— START —

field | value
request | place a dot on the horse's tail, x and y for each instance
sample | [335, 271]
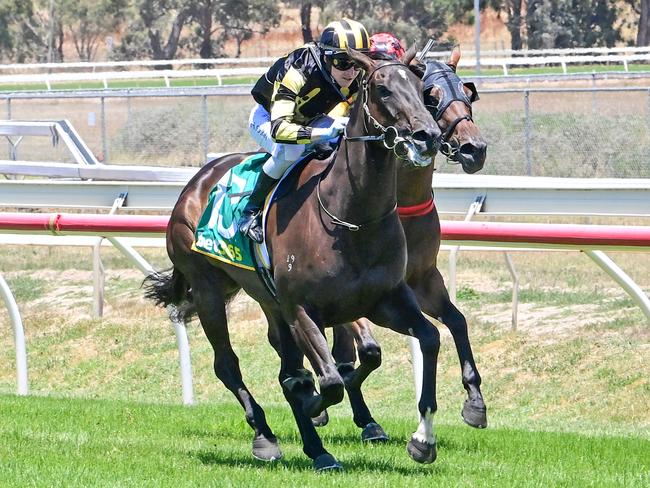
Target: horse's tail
[170, 287]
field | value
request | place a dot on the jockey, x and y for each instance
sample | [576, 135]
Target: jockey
[303, 100]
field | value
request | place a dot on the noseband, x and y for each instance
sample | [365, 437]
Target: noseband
[446, 79]
[389, 135]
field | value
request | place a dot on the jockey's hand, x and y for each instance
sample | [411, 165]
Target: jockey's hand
[326, 133]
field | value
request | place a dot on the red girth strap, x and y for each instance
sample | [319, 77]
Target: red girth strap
[417, 210]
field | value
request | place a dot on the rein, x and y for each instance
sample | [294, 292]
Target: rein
[380, 137]
[396, 139]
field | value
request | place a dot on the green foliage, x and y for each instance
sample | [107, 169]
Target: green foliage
[410, 20]
[26, 288]
[571, 23]
[88, 22]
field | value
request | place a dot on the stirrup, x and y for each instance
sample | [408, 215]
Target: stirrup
[251, 225]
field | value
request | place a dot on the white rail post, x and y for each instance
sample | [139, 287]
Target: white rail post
[473, 209]
[515, 289]
[22, 386]
[612, 269]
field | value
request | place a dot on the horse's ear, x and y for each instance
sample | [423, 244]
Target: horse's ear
[454, 57]
[360, 59]
[473, 95]
[408, 56]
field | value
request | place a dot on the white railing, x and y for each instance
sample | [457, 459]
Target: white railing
[70, 72]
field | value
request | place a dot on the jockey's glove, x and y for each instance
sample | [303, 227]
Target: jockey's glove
[326, 133]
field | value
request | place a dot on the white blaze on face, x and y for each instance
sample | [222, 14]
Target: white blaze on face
[425, 431]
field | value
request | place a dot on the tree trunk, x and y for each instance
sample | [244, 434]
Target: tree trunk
[206, 33]
[305, 18]
[514, 23]
[643, 35]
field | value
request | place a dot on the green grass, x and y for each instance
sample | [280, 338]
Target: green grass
[567, 393]
[50, 441]
[124, 84]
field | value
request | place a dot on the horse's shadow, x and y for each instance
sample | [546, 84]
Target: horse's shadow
[369, 460]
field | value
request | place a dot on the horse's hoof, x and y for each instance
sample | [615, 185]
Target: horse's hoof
[474, 414]
[321, 420]
[373, 433]
[421, 452]
[266, 449]
[313, 406]
[326, 462]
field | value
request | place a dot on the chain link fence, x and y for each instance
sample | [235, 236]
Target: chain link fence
[597, 132]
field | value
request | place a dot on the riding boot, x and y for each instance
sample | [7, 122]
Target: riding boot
[250, 223]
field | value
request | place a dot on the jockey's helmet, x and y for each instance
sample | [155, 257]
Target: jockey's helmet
[341, 34]
[385, 42]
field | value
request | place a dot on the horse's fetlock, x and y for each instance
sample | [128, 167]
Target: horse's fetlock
[301, 382]
[332, 392]
[370, 356]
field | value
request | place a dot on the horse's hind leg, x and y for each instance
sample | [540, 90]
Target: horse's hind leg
[400, 311]
[369, 351]
[434, 300]
[311, 340]
[299, 388]
[209, 293]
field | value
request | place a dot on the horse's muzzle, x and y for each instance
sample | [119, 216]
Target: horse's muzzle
[427, 141]
[472, 155]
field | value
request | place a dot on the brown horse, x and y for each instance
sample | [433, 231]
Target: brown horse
[340, 234]
[450, 101]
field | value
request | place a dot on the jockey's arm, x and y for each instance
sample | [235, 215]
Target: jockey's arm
[283, 106]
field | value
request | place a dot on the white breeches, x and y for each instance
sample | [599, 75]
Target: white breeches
[282, 155]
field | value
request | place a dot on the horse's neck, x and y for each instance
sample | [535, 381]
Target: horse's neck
[414, 185]
[362, 182]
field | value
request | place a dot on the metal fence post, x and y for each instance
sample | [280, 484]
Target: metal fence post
[648, 120]
[9, 118]
[527, 130]
[206, 129]
[104, 138]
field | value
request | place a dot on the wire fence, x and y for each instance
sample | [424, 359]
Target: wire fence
[594, 132]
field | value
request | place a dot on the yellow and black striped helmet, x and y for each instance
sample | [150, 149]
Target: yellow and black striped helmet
[341, 34]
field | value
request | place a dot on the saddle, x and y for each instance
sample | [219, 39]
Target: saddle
[217, 235]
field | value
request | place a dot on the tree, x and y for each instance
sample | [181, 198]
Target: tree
[154, 30]
[218, 21]
[571, 23]
[410, 20]
[88, 21]
[30, 31]
[642, 9]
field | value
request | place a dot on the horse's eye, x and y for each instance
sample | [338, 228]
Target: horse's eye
[383, 92]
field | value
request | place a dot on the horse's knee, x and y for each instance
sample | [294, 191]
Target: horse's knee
[430, 342]
[300, 383]
[332, 390]
[370, 355]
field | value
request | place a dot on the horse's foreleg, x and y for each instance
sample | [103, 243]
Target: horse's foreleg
[434, 300]
[211, 309]
[311, 340]
[369, 351]
[401, 312]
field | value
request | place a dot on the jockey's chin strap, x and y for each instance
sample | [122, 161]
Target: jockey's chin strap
[393, 143]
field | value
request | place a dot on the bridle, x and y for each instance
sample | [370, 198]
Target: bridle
[452, 92]
[388, 135]
[392, 145]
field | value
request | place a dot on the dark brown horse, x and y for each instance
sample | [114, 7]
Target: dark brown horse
[450, 101]
[340, 232]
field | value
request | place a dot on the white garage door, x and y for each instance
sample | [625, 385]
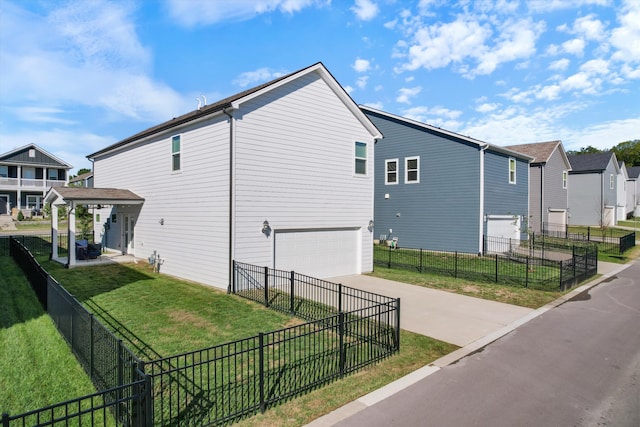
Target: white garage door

— END —

*TASK DETAILS*. Every entry must be written out exactly, with all pictures left out.

*EXERCISE OUTPUT*.
field | value
request | place a dot on the horse's tail, x and y for each instance
sample | [335, 271]
Target: horse's tail
[170, 287]
field | value
request | place a dot on the jockey, x and y for each instance
sample | [576, 135]
Target: jockey
[303, 100]
field | value
request | place a dot on the noseband, x and y for each instance
sample | [365, 437]
Target: noseband
[446, 79]
[389, 135]
field | value
request | place a dot on the jockey's hand, x and y for each instance
sample | [411, 165]
Target: jockey's hand
[326, 133]
field | value
request | place a dot on the red girth strap, x and y for each instance
sample | [319, 77]
Target: red girth strap
[417, 210]
field | value
request | place a dot on the rein, x and y for each instance
sample | [294, 292]
Target: rein
[380, 137]
[396, 139]
field | value
request | place a dot on the green foliage, x and y for each instance
sample | [107, 169]
Target: green foliage
[410, 20]
[26, 288]
[571, 23]
[88, 22]
field | value
request | place a dot on the stirrup, x and y for each instance
sample | [408, 215]
Target: stirrup
[251, 225]
field | value
request | place a dot on the white rail post, x and y for each instance
sample | [139, 287]
Target: white rail post
[473, 209]
[515, 289]
[22, 386]
[612, 269]
field | value
request | place a dot on the horse's ear, x and y for each instance
sample | [423, 244]
Target: horse's ear
[454, 57]
[360, 59]
[473, 95]
[408, 56]
field | value
request | place a dot on the white railing, x and y for each instance
sample | [457, 459]
Target: white railing
[70, 72]
field | value
request | place a dot on the jockey's glove, x and y for each instance
sample | [303, 227]
Target: jockey's glove
[326, 133]
field | value
request | place a dot on the white blaze on face, x and y for each instance
sample | [222, 14]
Target: white blaze on face
[425, 431]
field | value
request | place a dot on the tree trunk, x and y for each instance
sample | [244, 434]
Target: tree trunk
[206, 33]
[305, 18]
[514, 23]
[643, 35]
field | value
request | place a dot on the green grass, x and y for each instance
sample | [280, 338]
Target: green grass
[567, 393]
[50, 441]
[124, 84]
field | value
request | place a dot on the horse's shadow, x and y for each instance
sample | [546, 84]
Target: horse's shadow
[369, 460]
field | value
request | place a dot on the horse's hoof, x and y for each instance
sample | [615, 185]
Target: horse's hoof
[474, 414]
[321, 420]
[373, 433]
[421, 452]
[266, 449]
[313, 406]
[326, 462]
field | value
request | place a dot on the chain link fence, x and y for each instance
sample | [235, 236]
Target: chain link fence
[597, 132]
field | value
request | place a dot on the riding boot, x and y for each instance
sample | [7, 122]
Target: riding boot
[250, 223]
field | value
request | place a dot on the jockey's helmet, x and y for each instance
sample | [155, 257]
Target: jockey's helmet
[341, 34]
[385, 42]
field | value
request | place a dot on the horse's fetlock, x and y for each instance
sample | [128, 167]
Target: horse's fetlock
[301, 382]
[332, 392]
[370, 356]
field | value
request | place a dot on the horse's hind leg, x and y for each instance
sample | [540, 90]
Target: horse's hind leg
[400, 311]
[369, 351]
[434, 300]
[311, 340]
[299, 388]
[209, 293]
field | value
request | place a dot on the horse's muzzle, x and y for each instance
sample | [119, 216]
Target: horse's muzzle
[427, 141]
[472, 155]
field | value
request | place a dot on the brown horse, x and y for each instance
sample | [433, 231]
Target: brown horse
[340, 234]
[450, 101]
field | value
request | place a dot on the jockey's arm, x and y for each instance
sample | [235, 215]
Target: jockey's arm
[283, 106]
field | value
request | place a dot on the white breeches, x and y for each instance
sample | [599, 75]
Target: white breeches
[282, 155]
field | value
request | place a dot on the horse's neck, x and y for each instance
sample | [535, 381]
Target: horse's neck
[414, 185]
[362, 182]
field | value
request | place a dot on the metal fence post, x and y for each instance
sample | [280, 484]
Target: metal fence post
[648, 120]
[9, 118]
[527, 130]
[206, 129]
[104, 138]
field | value
request | place a dot on the wire fence, x and y for each instance
sample | [424, 359]
Target: wire fence
[594, 132]
field | value
request | place a dot on the yellow and black striped helmet, x and y for each instance
sample | [150, 149]
Target: yellow and black striped helmet
[341, 34]
field | value
request | place a dot on the saddle, x and y for each instance
sample | [219, 39]
Target: saddle
[217, 235]
field | value
request | place a dot on the tree, x and y for each instance
sample | [181, 198]
Target: tree
[154, 30]
[218, 21]
[571, 23]
[410, 20]
[88, 21]
[30, 31]
[642, 9]
field | value
request | place a dot on the horse's eye, x and y for each instance
sample | [338, 228]
Target: horse's eye
[383, 92]
field | value
request | place a dot on the horse's knee, x and y for each instance
sample | [294, 191]
Target: horse's knee
[430, 342]
[300, 383]
[332, 390]
[370, 355]
field | value
request | place a dot on the horse's foreleg, x and y for each instance
sample | [103, 243]
Target: horse's foreleg
[434, 300]
[211, 309]
[311, 340]
[369, 351]
[401, 312]
field | value
request | place a dot on the jockey's chin strap, x and y for each instance
sample | [122, 161]
Target: jockey's chin strap
[393, 143]
field | value
request | place a dot on the bridle, x and y for each instance
sample | [370, 198]
Target: bridle
[452, 92]
[388, 135]
[392, 145]
field | value
request | place a dot on the dark brown horse, x and y for each instance
sample | [114, 7]
Target: dark brown horse
[450, 101]
[340, 232]
field | value
request | place a dot on the white garage door, x and y for each instance
sample | [625, 385]
Target: white garage door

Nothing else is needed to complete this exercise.